:: TASK DESCRIPTION ::
Each line of the material must be repeated precisely, with the pictures left out.

:: DATA LISTING ::
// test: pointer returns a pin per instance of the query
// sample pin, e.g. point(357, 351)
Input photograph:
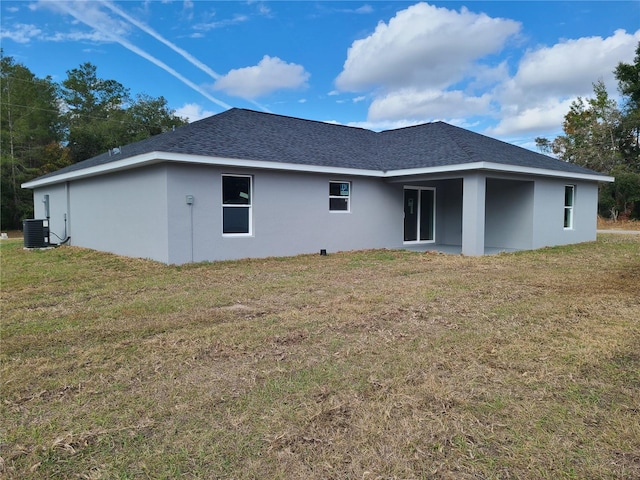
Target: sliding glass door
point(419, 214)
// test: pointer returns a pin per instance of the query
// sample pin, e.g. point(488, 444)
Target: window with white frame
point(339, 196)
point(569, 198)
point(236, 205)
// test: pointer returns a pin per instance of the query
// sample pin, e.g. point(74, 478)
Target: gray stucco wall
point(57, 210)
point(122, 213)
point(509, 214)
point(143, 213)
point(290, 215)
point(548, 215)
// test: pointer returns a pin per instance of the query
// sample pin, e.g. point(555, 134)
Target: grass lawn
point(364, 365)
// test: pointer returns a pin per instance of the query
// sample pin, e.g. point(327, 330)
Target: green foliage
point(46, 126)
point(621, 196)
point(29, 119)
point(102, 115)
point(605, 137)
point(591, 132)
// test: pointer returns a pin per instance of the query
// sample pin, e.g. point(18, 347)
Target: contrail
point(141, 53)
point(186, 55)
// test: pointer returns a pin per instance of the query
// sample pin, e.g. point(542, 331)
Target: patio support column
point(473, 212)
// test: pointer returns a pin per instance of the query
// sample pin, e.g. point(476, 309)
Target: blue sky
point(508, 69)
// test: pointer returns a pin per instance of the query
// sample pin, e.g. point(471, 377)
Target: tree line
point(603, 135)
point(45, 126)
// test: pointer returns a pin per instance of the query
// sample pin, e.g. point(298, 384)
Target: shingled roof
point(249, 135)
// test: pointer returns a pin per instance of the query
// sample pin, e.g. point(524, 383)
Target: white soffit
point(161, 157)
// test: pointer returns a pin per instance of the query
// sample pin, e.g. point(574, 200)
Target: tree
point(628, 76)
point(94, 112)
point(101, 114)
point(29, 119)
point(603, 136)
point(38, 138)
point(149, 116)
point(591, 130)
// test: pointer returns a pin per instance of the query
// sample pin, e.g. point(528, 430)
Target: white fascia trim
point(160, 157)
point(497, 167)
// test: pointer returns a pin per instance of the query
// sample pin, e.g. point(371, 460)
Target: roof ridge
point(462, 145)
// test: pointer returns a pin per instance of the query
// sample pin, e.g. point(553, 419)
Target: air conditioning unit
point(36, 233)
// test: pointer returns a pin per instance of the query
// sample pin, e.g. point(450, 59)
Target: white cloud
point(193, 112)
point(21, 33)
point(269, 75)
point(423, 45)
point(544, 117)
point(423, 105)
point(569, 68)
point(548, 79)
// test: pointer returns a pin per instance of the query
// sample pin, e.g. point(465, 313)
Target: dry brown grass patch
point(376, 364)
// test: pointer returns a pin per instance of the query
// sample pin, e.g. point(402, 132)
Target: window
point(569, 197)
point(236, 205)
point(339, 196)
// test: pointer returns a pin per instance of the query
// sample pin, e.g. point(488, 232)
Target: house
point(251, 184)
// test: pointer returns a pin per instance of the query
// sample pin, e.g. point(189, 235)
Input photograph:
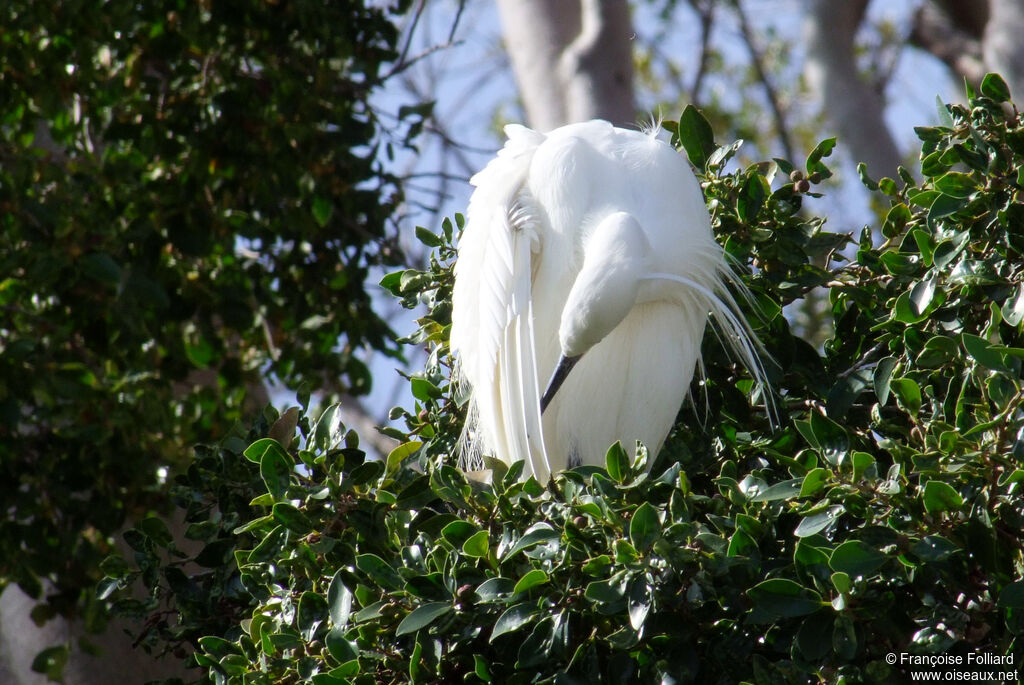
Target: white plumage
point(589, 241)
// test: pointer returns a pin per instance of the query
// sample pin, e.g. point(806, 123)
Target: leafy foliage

:: EXERCISE SOLUTION ::
// test: pointer returns a pin per instance of the query
// sample pin, e.g. point(357, 351)
Input photograph:
Target: sliding glass door
point(419, 214)
// test: pointer returns a pin per instance of the query
// sample pin, e.g. point(488, 444)
Target: window with white frame
point(339, 196)
point(569, 198)
point(236, 205)
// test: pointer returns a pin per instance of the query
// sample pin, e.g. point(74, 478)
Target: gray stucco wall
point(57, 210)
point(122, 213)
point(509, 214)
point(143, 213)
point(290, 215)
point(548, 215)
// test: pointer returns a pin per instance of the query
// sample pin, e.g. point(555, 134)
Target: grass lawn
point(364, 365)
// test: pointer returns a pin per instance of the query
// sample pin, e.g. point(327, 330)
Target: green foliage
point(46, 126)
point(621, 196)
point(29, 119)
point(102, 115)
point(605, 137)
point(591, 132)
// test: pointer returns a pin per instance of the query
// sample pin, e.g. point(18, 347)
Target: contrail
point(141, 53)
point(186, 55)
// test: pointer returns a pin per instance of the query
// sample pin, e.g. point(542, 331)
Target: patio support column
point(473, 212)
// test: pointer returns a pin per instance of the query
// sample pin, e.g. point(476, 309)
Target: blue sky
point(508, 69)
// test: pointer returns a pin per instance of the query
// sample pin, e.g. point(471, 377)
Target: tree line
point(603, 135)
point(45, 126)
// test: pointer returns a pin per instance of the query
// sample pin, e.g. point(298, 384)
Target: shingled roof
point(249, 135)
// test: pointer returns a pin per instance of the query
// sample pin, e.g. point(524, 383)
Target: white soffit
point(161, 157)
// test: pointer returns a pin per instance of the query
// sample pin, e.g. point(574, 200)
Target: tree
point(628, 76)
point(94, 112)
point(101, 114)
point(29, 119)
point(603, 136)
point(38, 138)
point(149, 116)
point(591, 130)
// test: pointer returns a pin per instance of the query
// sample pin, e.g. point(528, 430)
Target: white fascia trim
point(160, 157)
point(497, 167)
// test: pointer returns a pin per instance of the query
// sample pin, e.g. point(371, 460)
Target: roof ridge
point(462, 145)
// test: pointer returns a pin per instance of the query
// sample pin, e.g. point(553, 419)
Target: air conditioning unit
point(36, 233)
// test: pointer returns a pin per instance of the query
// sample pin, e.g. point(450, 59)
Target: white cloud
point(193, 112)
point(21, 33)
point(269, 75)
point(423, 45)
point(544, 117)
point(423, 105)
point(569, 68)
point(548, 79)
// test: pointer returns a pin per instance of the query
// sample pin, e.g. point(465, 313)
Target: dry brown grass patch
point(376, 364)
// test: pointer returns a pin per instance of the query
// sample pin, e.g. point(402, 132)
Target: window
point(569, 197)
point(236, 205)
point(339, 196)
// test: pointer returns a pin per instance of the query
// sample pin, e.g. point(488, 232)
Target: house
point(251, 184)
// test: pointer returns a pin per instance of the query
// sample pin, e.g. point(189, 235)
Input photograph:
Target: white plumage
point(589, 241)
// test: pointer returns a pin per instance of the query
// sample pin, e.g. point(806, 123)
Target: leafy foliage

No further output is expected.